• **WORK REQUIRED**
Find each line of the material below that contains the string "this" and copy those lines. Matching is case-sensitive.

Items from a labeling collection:
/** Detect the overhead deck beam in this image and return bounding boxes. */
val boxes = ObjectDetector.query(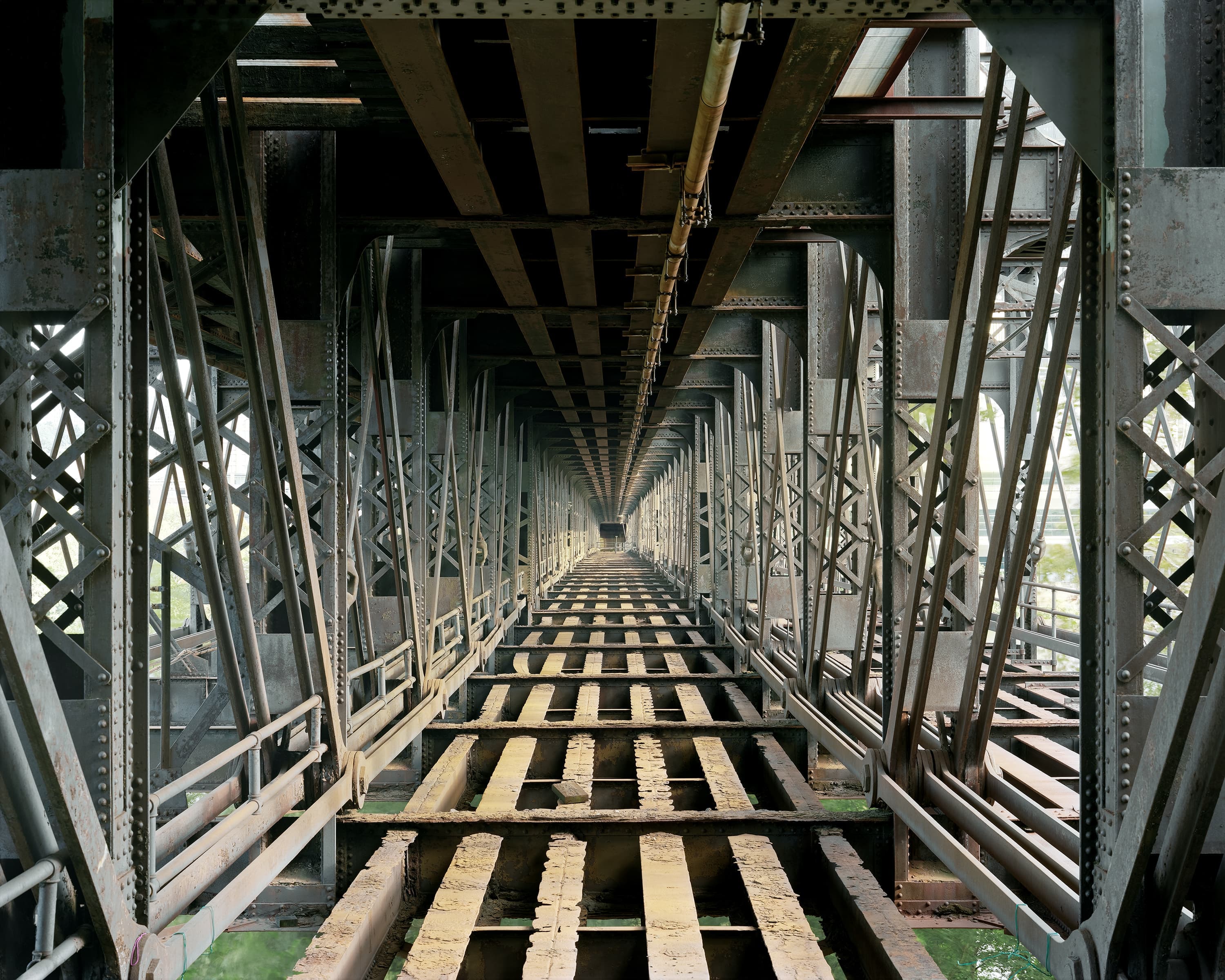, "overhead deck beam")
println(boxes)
[631,20,864,492]
[363,18,598,497]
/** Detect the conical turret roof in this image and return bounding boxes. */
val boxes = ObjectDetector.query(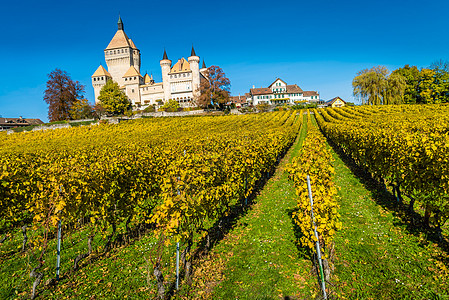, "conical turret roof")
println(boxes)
[162,49,168,59]
[123,66,142,77]
[92,65,112,78]
[190,45,196,56]
[106,29,131,50]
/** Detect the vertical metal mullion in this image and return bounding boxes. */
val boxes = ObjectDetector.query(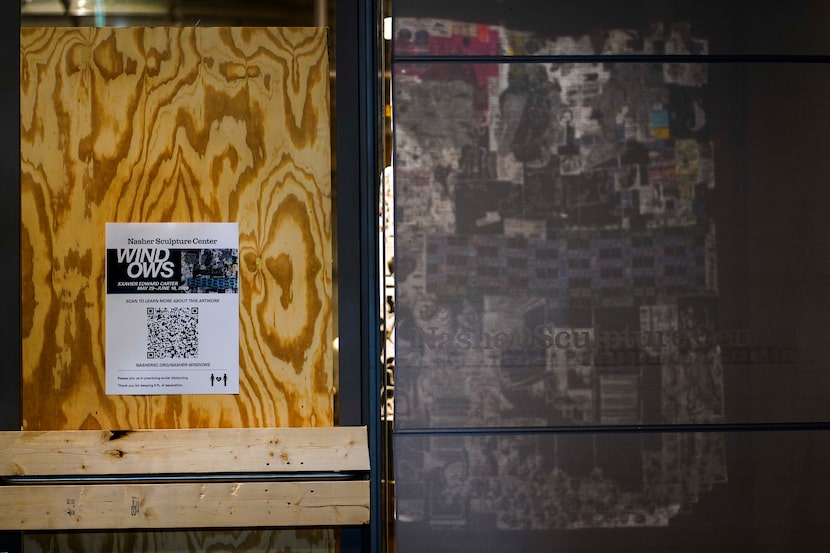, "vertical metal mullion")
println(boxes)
[0,2,24,553]
[0,2,23,436]
[336,0,384,552]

• **RESULT BELOW**
/** Detect the overhead deck beam in this image and return bounding boxes. */
/** Detect the conical turret roof in this image and return bounding boxes. */
/** Detect the vertical metal mullion in this image and return bounding boxes. */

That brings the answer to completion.